Excerpt provided:
________________________________________

This article was published as a part of the Data Science Blogathon.

In this article, we will try to predict the car sales demand given the train and test data. This problem was introduced as a JOBATHON competition on the Analytics Vidhya platform which ran from 22 April 2022 to 24 April 2022. The data that we used was available to only those who were registered in the competition and gave the MCQ test. MCQ test consists of 30 questions and each question had a timer of 1:30 minutes.

Demand forecasting is a field of predictive analytics which tries to use predictive analysis of historical data to understand and predict customer demand to optimize supply decisions.

In simple words, any product base company or business wants to know how much is the demand going to be for their product so that they can maintain the supply. To find or predict this demand historical data can be used. In the historical data, different variables can be provided related to the product. Using that information we can build a predictive model which will in turn predict the demand for a time window for the product.

PyCaret is an open-source, low-code machine learning library in Python that automates machine learning workflows. It is an end-to-end machine learning and model management tool that exponentially speeds up the experiment cycle and makes you more productive.

Source: https://pycaret.gitbook.io/docs/

Basically, pycaret is a python library that can help a data analyst do his/her task in less time and make them more productive.

pycaret is a wrapper library that uses available machine learning libraries and automates the whole machine learning pipeline and reduces the time for model building.

In this article, we will see the power of pycaret and analyze the results for Car Sales demand prediction.

ABC is a car rental company based out of Bangalore. It rents cars for both in and outstations at affordable prices. The users can rent different types of cars like Sedans, Hatchbacks, SUVs and MUVs, Minivans, and so on.

In recent times, the demand for cars is on the rise. As a result, the company would like to tackle the problem of supply and demand. The ultimate goal of the company is to strike the balance between supply and demand in order to meet user expectations. The company has collected the details of each rental. Based on the past data, the company would like to forecast the demand for car rentals on an hourly basis.

The main objective of the problem is to develop the machine learning approach to forecast the demand for car rentals on an hourly basis.

**Feature Information**

We are provided with three features **date**, **hour,** and **demand** in the dataset. There are no other variables.

**Gather information from the “date” feature**

Since there is no other information given that we can use for demand forecasting apart from “date”, we will collect possible information from the ‘date’ feature.

We Will capture ‘year’, ‘month’,’ ‘day’, ‘quarter’, ‘day_of_week'(dow) information from the ‘date’ feature.

________________________________________

(Dataset excerpts on object pointing)
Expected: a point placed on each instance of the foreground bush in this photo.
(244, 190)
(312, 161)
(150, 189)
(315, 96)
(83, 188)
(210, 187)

________________________________________

Set problem 1:
Answer these questions using the demand forecasting article:
(a) Between which dates did the JOBATHON competition run?
(b) In which city is the rental company ABC based?
(c) Which three features does the dataset contain?
Set problem 2: Copy word for word the passage of the demand forecasting article from "Demand forecasting is" to "for the product.".
None of the data is needed here.

Written solution 1:
(a) From 22 April 2022 to 24 April 2022.
(b) Bangalore.
(c) Date, hour, and demand.

Written solution 2:
Demand forecasting is a field of predictive analytics which tries to use predictive analysis of historical data to understand and predict customer demand to optimize supply decisions.

In simple words, any product base company or business wants to know how much is the demand going to be for their product so that they can maintain the supply. To find or predict this demand historical data can be used. In the historical data, different variables can be provided related to the product. Using that information we can build a predictive model which will in turn predict the demand for a time window for the product.